> Problem to solve
Exactly as given, restate each record that follows.

> Data items
——————————

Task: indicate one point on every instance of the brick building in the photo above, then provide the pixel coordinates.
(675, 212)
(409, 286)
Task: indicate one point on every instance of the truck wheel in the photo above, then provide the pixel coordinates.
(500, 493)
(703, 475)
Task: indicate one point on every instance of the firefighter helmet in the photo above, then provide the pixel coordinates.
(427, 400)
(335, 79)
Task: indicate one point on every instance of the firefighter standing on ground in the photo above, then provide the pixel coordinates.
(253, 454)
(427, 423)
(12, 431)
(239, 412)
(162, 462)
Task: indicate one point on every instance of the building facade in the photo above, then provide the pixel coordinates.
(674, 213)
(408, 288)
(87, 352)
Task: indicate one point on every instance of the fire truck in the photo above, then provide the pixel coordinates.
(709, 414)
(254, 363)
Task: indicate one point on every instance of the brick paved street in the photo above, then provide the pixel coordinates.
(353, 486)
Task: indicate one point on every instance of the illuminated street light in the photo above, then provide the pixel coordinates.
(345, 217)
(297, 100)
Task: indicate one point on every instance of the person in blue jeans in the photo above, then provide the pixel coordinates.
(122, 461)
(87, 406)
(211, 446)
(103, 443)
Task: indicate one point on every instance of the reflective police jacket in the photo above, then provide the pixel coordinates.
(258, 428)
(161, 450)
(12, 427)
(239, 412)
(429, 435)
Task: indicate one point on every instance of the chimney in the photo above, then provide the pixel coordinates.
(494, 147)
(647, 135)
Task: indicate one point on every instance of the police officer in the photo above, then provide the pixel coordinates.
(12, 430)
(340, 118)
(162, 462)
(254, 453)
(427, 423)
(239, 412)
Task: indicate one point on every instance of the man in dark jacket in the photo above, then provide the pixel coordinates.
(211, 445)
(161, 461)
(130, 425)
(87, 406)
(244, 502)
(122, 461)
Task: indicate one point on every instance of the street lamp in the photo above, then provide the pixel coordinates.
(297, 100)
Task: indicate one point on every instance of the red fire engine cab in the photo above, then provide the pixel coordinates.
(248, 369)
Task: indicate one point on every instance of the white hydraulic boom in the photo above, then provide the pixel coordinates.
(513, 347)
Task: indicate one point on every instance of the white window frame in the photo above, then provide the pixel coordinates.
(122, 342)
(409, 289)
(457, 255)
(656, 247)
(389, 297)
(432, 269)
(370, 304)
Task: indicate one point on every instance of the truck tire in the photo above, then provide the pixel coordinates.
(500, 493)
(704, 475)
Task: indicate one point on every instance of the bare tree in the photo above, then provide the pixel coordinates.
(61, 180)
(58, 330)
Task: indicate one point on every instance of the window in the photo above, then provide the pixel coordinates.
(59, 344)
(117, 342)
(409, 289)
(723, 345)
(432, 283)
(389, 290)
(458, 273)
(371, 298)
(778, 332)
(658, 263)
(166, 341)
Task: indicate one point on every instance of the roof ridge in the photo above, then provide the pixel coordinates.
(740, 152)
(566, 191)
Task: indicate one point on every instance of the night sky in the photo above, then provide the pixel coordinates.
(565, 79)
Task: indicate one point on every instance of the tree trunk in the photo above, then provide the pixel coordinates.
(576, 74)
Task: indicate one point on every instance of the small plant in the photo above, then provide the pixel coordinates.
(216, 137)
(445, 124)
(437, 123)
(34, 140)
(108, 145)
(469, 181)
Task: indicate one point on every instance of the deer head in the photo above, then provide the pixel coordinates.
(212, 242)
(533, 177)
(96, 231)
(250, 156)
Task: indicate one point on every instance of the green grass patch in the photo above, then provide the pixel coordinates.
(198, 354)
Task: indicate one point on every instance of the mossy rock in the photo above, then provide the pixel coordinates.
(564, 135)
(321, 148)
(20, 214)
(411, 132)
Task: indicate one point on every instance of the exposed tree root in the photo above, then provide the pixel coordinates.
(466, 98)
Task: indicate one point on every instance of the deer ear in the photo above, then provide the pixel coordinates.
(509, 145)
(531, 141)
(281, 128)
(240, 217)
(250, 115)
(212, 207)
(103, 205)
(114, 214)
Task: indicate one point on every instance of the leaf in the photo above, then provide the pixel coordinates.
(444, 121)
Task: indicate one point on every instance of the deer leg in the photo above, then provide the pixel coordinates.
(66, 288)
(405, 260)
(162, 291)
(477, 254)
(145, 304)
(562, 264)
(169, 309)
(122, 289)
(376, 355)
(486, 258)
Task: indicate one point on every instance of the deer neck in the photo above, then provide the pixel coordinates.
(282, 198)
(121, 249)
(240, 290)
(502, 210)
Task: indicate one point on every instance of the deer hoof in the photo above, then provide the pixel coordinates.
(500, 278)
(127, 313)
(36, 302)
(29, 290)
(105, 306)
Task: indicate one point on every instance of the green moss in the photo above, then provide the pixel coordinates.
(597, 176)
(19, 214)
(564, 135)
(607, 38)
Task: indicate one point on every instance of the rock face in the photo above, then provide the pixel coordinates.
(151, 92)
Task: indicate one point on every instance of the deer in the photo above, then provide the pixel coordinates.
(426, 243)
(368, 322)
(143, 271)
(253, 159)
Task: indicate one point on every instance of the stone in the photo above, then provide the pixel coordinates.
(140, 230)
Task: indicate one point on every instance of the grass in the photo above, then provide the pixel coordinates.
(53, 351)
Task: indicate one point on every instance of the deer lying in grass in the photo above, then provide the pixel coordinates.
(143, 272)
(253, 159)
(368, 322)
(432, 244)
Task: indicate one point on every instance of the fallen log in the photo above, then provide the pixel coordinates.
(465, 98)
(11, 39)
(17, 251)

——————————

> Answer
Task: indicate one point on every instance of the brick building in the photo above, then provide the pixel coordinates.
(675, 212)
(409, 286)
Task: indicate one point on every instance of the truck wheel in the photo above, then provide the pixel coordinates.
(500, 493)
(703, 475)
Task: indicate one point on every instance of the firefighter helmet in the photo above, then provide the pixel coordinates.
(427, 400)
(335, 79)
Task: indicate one point on every instance of the firefighter standing on ground in the photo above, then provide the pixel coordinates.
(253, 454)
(427, 423)
(12, 431)
(239, 412)
(162, 462)
Task: indicate one point on every instance of the building facade in the photo above, then provide the pixel coordinates.
(674, 213)
(408, 288)
(87, 352)
Task: indicate one point on every instance of the fire truck in the photo above, then provide the pixel coordinates.
(709, 414)
(254, 363)
Task: indicate one point on every instance of the brick paved street in the photo above, then provide the pixel coordinates.
(353, 486)
Task: indicate one point on every instance of the illuminated street light in the photo above, then provide the pixel coordinates.
(345, 217)
(297, 100)
Task: indicate one point on every instance of the person in blue jeans in the photo above, then provide the pixel coordinates.
(122, 461)
(87, 406)
(211, 446)
(103, 443)
Task: indicate one point on every instance of the reflective police jacket in the photo above, then provide the pixel coordinates.
(258, 428)
(161, 450)
(12, 427)
(239, 412)
(429, 435)
Task: indicate one point on every instance of the chimney in the photo above, then provide the pixel coordinates.
(494, 147)
(647, 135)
Task: indicate one point on every instance of the police officer in the photo above, then provide the pixel coordinates.
(12, 430)
(340, 118)
(162, 462)
(254, 453)
(427, 423)
(239, 412)
Task: indicate one point on every instance of the man in dark jacket in the photo above, then provide the pixel coordinates.
(211, 445)
(161, 461)
(130, 425)
(87, 406)
(244, 502)
(122, 461)
Task: indicate one point on every instance of the street lamp in the photo above, then provide the pixel coordinates.
(297, 100)
Task: indicate one point on every instance of the red fire engine cab in the photo above, then provide the pixel coordinates.
(248, 369)
Task: indicate one point on every instance of the white hydraulic boom in the photo above, then provide the pixel coordinates.
(513, 347)
Task: indicate one point on every instance of the white window frame in the photo above, then provide the pixel coordinates.
(122, 342)
(409, 289)
(457, 255)
(656, 247)
(389, 297)
(432, 269)
(370, 304)
Task: indicate one point on every instance of the truck tire in the photo above, then provide the pixel coordinates.
(500, 493)
(704, 475)
Task: indicate one point on every instance of the bare tree in the photo above, then provide the pixel coordinates.
(61, 180)
(58, 330)
Task: indicate one point on every instance of the window in the photo above, then provide the pixel coordinates.
(59, 344)
(117, 342)
(409, 289)
(723, 345)
(432, 283)
(389, 290)
(458, 273)
(371, 298)
(778, 332)
(658, 263)
(166, 341)
Task: indicate one point on every instance of the roof ridge in the photo above, then provide the pixel coordinates.
(740, 152)
(566, 191)
Task: indicate one point on every instance of the night sky in the photo above, then provide the pixel coordinates.
(565, 79)
Task: indicate one point on every instance of the tree trunk in the photo above, then provide the pixel coordinates.
(576, 74)
Task: indicate one point on every instance of the small plant in the photo above, then provide the pixel coordinates.
(216, 137)
(445, 124)
(437, 123)
(34, 140)
(108, 145)
(469, 181)
Task: indicate one point on every instance of the deer head in the photo above, then provide the pixel coordinates.
(212, 242)
(533, 177)
(96, 231)
(250, 156)
Task: indicate one point on every instance of the green grass patch in the photo above, then provide the pixel coordinates.
(198, 354)
Task: indicate one point on every instance of the mossy rock in the photo above, then provide the pixel coordinates.
(564, 135)
(321, 148)
(20, 214)
(411, 132)
Task: indicate one point on every instance of the exposed tree root in the photo above, then provide the pixel coordinates.
(466, 98)
Task: indicate one point on every instance of the deer ear in the photo above, then provide the pixel coordinates.
(509, 145)
(531, 141)
(281, 128)
(240, 217)
(250, 115)
(212, 207)
(103, 205)
(114, 214)
Task: indicate one point on every instance of the leaf in the photo above, then provide the pixel coordinates.
(444, 121)
Task: indicate one point on every instance of the deer leg in the photo above, then provide the pixel coordinates.
(66, 288)
(405, 260)
(162, 291)
(477, 254)
(145, 304)
(562, 264)
(169, 309)
(122, 289)
(376, 355)
(486, 258)
Task: indicate one point on every instance of the deer neck in the photo above, then provide the pixel coordinates.
(282, 198)
(121, 249)
(240, 290)
(502, 210)
Task: indicate one point on every instance of the deer hoof in the photo above, then provide the pixel coordinates.
(500, 278)
(127, 313)
(36, 302)
(29, 290)
(105, 306)
Task: indicate one point on every instance of the green moss in the photo above, then provide the pixel coordinates.
(597, 176)
(19, 214)
(564, 135)
(607, 38)
Task: indicate one point on every instance of the rock face in the photo above, then provide the pixel coordinates.
(151, 92)
Task: indicate one point on every instance of the deer in the photo above, then provide the pixel coordinates.
(426, 243)
(368, 322)
(143, 271)
(253, 159)
Task: indicate one point on every instance of the stone in the photo above, then provide the pixel coordinates.
(140, 230)
Task: indicate one point on every instance of the grass in the photo above, then provide the pixel coordinates.
(53, 351)
Task: indicate one point on every instance of the deer lying in grass in the photo above, then provide the pixel coordinates.
(143, 272)
(253, 159)
(368, 322)
(432, 244)
Task: indicate one point on every instance of the fallen log in the photo above, then provide the pixel coordinates.
(465, 98)
(11, 39)
(17, 251)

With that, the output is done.